TEXT UNDER STUDY START
Medical Board of Australia v Wong [2017] QCA 42

Micrac Pty Ltd v Collins & Ors [2021] QCAT 23

Nursing and Midwifery Board of Australia v Clydesdale [2013] QCAT 191

Pillai v Messiter (No 2) (1989) 16 NSW LR 197

Psychologists Board of Queensland v Robinson [2004] QCA 405

Psychology Board of Australia v McEvoy [2017] QCAT 473

Queensland All Codes Racing Industry Board v Abbott (No. 2) [2016] QCATA 49

Queensland Building and Construction Commission v Richardson [2015] QCATA 85

Queensland Racing Integrity Commission v Vale [2017] QCATA 110

Ralacom Pty Ltd v Body Corporate for Paradise Island Apartments (No 2) [2010] QCAT 412

Schwede v QBSA [2009] QCCTB 157

Sweetvale Pty Ltd v Minister for Planning [2004] VCAT 2000

Tamawood Ltd v Paans [2005] QCA 111

Valuers Registration Board v Murphy [2021] QCA 159

Valuers Registration Board v Murphy (No. 2) [2019] QCAT 41

Valuers Registration Board of Queensland v Murphy (No. 2) [2022] QCAT 338

APPEARANCES &

REPRESENTATION:

Applicant:

Mr S Templeton of Counsel, instructed by RBG Lawyers.

Respondent:

Mr R Traves KC, instructed by Colin Biggers & Paisley Lawyers

REASONS FOR DECISION

What is the application about?

  1. [1]
    This is a costs application on a referral of disciplinary proceedings that endured for four years before the applicant sought to withdraw them within a week of the scheduled Tribunal hearing.

Background

  1. [2]
    Following receipt of a complaint, and an investigator’s report, the Valuers Registration Board of Queensland (the Board) decided that Mr Murphy, a registered valuer, had engaged in professional misconduct during Land Court proceedings and sought to reprimand him, that he undertake not to repeat the conduct, and that he pay a financial penalty, and costs.
  2. [3]
    As is his right,[1] Mr Murphy requested the Board refer the matter to the Tribunal, at which time the Board became the applicant in the proceeding.  
  3. [4]
    Between the filing of the referral on 19 September 2018 and the scheduled date of the final hearing on 17 October 2022 the parties engaged in something of a dogfight[2] that involved:
    1. (a)
      A strike out application by Mr Murphy filed on 12 October 2018, which was successful at first instance on 25 February 2019;[3]
    2. (b)
TEXT UNDER STUDY END
EXERCISE DATA START
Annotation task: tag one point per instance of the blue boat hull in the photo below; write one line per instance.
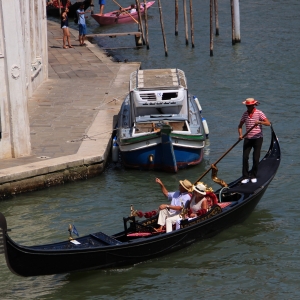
(140, 159)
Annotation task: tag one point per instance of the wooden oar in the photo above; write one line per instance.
(126, 12)
(224, 154)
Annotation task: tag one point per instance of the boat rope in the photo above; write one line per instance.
(126, 12)
(85, 136)
(114, 99)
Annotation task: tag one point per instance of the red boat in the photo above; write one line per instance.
(121, 16)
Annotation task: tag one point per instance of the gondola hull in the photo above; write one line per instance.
(97, 251)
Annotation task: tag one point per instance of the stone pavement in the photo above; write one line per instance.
(72, 116)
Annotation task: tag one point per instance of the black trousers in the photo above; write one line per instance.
(248, 145)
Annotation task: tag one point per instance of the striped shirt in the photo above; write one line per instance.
(249, 121)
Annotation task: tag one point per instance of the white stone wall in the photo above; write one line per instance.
(23, 67)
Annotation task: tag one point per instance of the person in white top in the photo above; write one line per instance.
(198, 205)
(170, 213)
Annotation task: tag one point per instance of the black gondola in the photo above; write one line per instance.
(138, 241)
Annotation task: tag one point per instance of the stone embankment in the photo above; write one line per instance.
(72, 116)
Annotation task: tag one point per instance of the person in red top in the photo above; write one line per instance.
(254, 138)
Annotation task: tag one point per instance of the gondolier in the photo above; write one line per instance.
(254, 139)
(139, 242)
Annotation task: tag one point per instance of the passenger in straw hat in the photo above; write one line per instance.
(254, 138)
(169, 213)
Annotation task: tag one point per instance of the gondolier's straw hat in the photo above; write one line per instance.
(251, 101)
(187, 185)
(200, 188)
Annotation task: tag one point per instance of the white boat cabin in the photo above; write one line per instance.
(156, 95)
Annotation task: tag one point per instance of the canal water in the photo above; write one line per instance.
(258, 259)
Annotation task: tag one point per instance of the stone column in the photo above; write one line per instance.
(14, 66)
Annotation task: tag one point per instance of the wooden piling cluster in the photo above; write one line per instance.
(143, 38)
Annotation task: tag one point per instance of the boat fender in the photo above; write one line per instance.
(198, 104)
(205, 126)
(115, 150)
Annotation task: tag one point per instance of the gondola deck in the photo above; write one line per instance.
(138, 242)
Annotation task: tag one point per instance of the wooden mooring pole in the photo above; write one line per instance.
(140, 20)
(176, 17)
(216, 16)
(237, 33)
(59, 7)
(192, 23)
(92, 7)
(146, 24)
(211, 28)
(232, 23)
(185, 23)
(162, 27)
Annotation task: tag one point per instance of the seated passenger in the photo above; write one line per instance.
(169, 214)
(198, 205)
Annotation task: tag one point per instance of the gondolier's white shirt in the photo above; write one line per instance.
(177, 199)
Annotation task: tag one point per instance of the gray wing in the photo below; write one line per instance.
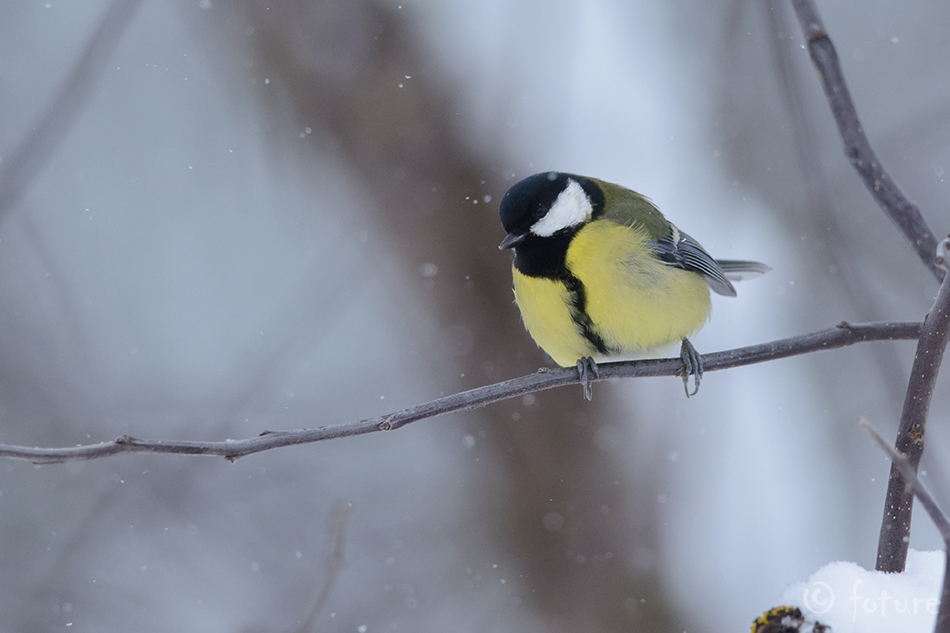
(680, 250)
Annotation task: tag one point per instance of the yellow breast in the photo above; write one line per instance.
(634, 302)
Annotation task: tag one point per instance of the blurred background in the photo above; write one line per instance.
(238, 216)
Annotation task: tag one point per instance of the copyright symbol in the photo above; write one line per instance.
(819, 598)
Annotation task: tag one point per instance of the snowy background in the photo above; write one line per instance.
(284, 216)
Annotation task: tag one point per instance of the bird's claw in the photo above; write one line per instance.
(692, 364)
(586, 369)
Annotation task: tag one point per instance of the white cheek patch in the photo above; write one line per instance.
(571, 208)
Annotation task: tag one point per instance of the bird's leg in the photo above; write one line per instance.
(587, 368)
(692, 364)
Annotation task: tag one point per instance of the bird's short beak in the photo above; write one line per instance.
(512, 240)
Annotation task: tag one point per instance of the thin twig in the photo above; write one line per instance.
(858, 149)
(898, 504)
(21, 164)
(900, 461)
(840, 336)
(333, 566)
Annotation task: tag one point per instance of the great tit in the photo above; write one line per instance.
(599, 272)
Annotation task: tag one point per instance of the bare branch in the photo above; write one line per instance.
(333, 566)
(840, 336)
(858, 149)
(914, 484)
(898, 504)
(24, 162)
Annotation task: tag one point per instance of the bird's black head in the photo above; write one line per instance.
(542, 213)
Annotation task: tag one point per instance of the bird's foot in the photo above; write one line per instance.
(586, 370)
(692, 364)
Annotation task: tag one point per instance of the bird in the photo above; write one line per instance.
(600, 273)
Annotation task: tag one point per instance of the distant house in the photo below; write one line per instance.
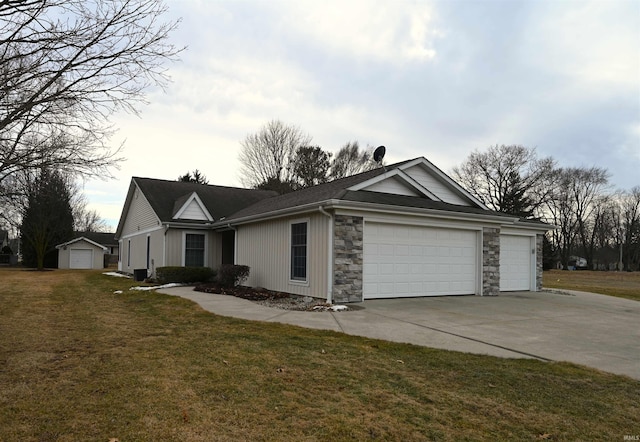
(81, 253)
(402, 231)
(88, 250)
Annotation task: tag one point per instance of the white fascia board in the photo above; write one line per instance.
(290, 211)
(192, 226)
(448, 180)
(141, 232)
(82, 238)
(398, 174)
(194, 197)
(369, 207)
(539, 227)
(383, 208)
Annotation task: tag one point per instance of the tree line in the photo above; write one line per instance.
(592, 220)
(66, 66)
(283, 158)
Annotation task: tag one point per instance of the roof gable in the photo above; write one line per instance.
(188, 202)
(191, 208)
(81, 239)
(439, 183)
(396, 182)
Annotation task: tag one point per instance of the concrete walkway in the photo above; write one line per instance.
(599, 331)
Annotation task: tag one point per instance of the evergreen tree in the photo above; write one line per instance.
(47, 219)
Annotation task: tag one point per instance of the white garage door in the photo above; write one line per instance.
(515, 263)
(80, 259)
(405, 261)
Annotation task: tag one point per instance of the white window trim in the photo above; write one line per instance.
(301, 282)
(206, 245)
(194, 197)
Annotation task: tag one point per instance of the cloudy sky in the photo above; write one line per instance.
(437, 79)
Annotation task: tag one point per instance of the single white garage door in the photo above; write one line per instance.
(407, 261)
(80, 259)
(515, 263)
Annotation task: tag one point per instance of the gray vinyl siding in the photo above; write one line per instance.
(265, 248)
(140, 216)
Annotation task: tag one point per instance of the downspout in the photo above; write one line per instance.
(329, 255)
(235, 242)
(164, 245)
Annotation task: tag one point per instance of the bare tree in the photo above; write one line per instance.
(65, 67)
(84, 219)
(194, 177)
(577, 209)
(311, 166)
(268, 154)
(510, 179)
(630, 223)
(351, 160)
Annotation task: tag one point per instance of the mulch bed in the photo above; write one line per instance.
(269, 298)
(250, 293)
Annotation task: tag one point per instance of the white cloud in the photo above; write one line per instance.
(385, 31)
(594, 43)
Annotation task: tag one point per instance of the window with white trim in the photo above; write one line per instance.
(194, 244)
(299, 251)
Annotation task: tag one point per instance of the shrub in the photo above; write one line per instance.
(184, 274)
(232, 275)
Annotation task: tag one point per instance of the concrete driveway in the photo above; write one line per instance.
(599, 331)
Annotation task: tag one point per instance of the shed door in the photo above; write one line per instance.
(515, 263)
(410, 261)
(80, 259)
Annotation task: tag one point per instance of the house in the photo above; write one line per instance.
(107, 240)
(81, 253)
(404, 230)
(88, 250)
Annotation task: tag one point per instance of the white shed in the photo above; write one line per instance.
(81, 253)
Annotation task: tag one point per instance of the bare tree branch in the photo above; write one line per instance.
(66, 67)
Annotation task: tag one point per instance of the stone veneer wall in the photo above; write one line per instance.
(539, 257)
(347, 258)
(490, 261)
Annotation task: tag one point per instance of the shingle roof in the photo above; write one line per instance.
(106, 239)
(364, 196)
(220, 201)
(322, 192)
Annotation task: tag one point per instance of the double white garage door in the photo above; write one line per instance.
(411, 261)
(407, 261)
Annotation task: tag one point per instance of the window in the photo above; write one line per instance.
(299, 251)
(194, 250)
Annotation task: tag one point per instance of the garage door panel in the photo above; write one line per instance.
(80, 259)
(426, 261)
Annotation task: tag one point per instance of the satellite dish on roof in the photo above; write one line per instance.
(378, 154)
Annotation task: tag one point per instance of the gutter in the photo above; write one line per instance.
(235, 242)
(329, 254)
(380, 208)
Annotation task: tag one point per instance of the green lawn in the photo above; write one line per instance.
(80, 363)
EXERCISE DATA END
## PROBLEM SET
- 1) In the decision's list of cited cases, name every case whose citation uses the court abbreviation QCA by itself, not QCAT or QCATA.
- 2) According to the decision, on what date was the referral filed?
- 3) Write the next part of the reasons for decision in the Murphy costs matter, picking up after the last complete sentence shown.

## RESULTS BY TASK
- 1)
Medical Board of Australia v Wong [2017] QCA 42
Psychologists Board of Queensland v Robinson [2004] QCA 405
Tamawood Ltd v Paans [2005] QCA 111
Valuers Registration Board v Murphy [2021] QCA 159

- 2) 19 September 2018

- 3)
      An appeal by the Board to the Appeal Tribunal on 25 March 2019, which on 18 September 2020 confirmed the first instance decision to strike out; 
    3. (c)
      An appeal by the Board to the Queensland Court of Appeal on 16 October 2020 which on 6 August 2021 allowed the appeal and remitted the referral back to the Tribunal with an order of costs against Mr Murphy (which have been paid);[4]
    4. (d)
      A further strike out application by Mr Murphy filed 11 November 2021, dismissed at first instance on 22 March 2022; and 
    5. (e)
      An unsuccessful costs application by the Board on Mr Murphy’s second unsuccessful strike out, dismissed on 8 August 2022.
  4. [5]
    Once it was determined that the matter might finally proceed on its merits, directions were made that relevantly included the following:[5]
    1. (a)
      Mr Murphy to file and serve his response by 26 April 2022;
    2. (b)
      Parties to file a statement of agreed facts and an agreed bundle of documents by 20 May 2022;
    3. (c)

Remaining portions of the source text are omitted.